** Opening AVAILABLE DATA block **

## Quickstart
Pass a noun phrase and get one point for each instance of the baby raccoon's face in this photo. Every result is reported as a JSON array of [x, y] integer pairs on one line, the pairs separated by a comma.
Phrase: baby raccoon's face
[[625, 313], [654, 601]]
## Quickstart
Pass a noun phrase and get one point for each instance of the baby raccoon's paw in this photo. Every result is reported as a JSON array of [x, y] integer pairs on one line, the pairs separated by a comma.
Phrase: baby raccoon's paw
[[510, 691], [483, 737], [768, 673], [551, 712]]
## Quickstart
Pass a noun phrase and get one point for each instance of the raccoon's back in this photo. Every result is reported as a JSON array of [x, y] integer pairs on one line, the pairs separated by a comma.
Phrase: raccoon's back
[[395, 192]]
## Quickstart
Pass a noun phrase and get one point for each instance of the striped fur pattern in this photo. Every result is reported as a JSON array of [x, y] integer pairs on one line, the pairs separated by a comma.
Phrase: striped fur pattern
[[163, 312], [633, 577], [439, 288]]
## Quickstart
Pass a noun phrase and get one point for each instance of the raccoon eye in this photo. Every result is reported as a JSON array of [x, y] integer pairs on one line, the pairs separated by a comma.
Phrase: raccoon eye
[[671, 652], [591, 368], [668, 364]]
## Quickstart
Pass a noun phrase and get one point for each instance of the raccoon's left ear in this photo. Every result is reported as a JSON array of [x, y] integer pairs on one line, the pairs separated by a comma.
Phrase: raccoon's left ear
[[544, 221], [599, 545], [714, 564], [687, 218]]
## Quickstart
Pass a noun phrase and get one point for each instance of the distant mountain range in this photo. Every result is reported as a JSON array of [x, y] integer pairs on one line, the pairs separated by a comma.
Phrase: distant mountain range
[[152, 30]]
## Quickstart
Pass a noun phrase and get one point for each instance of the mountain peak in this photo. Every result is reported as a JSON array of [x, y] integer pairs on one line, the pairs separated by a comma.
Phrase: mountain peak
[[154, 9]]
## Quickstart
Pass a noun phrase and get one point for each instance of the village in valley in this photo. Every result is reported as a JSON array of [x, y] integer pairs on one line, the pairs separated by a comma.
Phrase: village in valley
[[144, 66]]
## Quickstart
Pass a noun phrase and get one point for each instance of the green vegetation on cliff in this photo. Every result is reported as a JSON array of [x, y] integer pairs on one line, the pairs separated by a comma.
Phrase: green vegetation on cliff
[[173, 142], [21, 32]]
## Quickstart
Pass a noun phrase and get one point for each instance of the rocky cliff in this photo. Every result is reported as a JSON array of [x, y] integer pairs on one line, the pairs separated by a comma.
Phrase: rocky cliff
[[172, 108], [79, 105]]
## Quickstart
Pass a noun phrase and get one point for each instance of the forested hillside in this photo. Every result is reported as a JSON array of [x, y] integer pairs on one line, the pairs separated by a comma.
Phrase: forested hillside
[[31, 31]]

** Closing AVAILABLE DATA block **

*YOUR TASK*. Give back, verbatim, the lines from the top of the entries above through the line containing "raccoon's face in".

*TASK RESULT*.
## Quickstart
Pass a noun phrase and get one point for each instance of the baby raccoon's face in this photo. Every result is reported as a JSON array of [x, y] integer pairs on one line, the pairs separated by a comma.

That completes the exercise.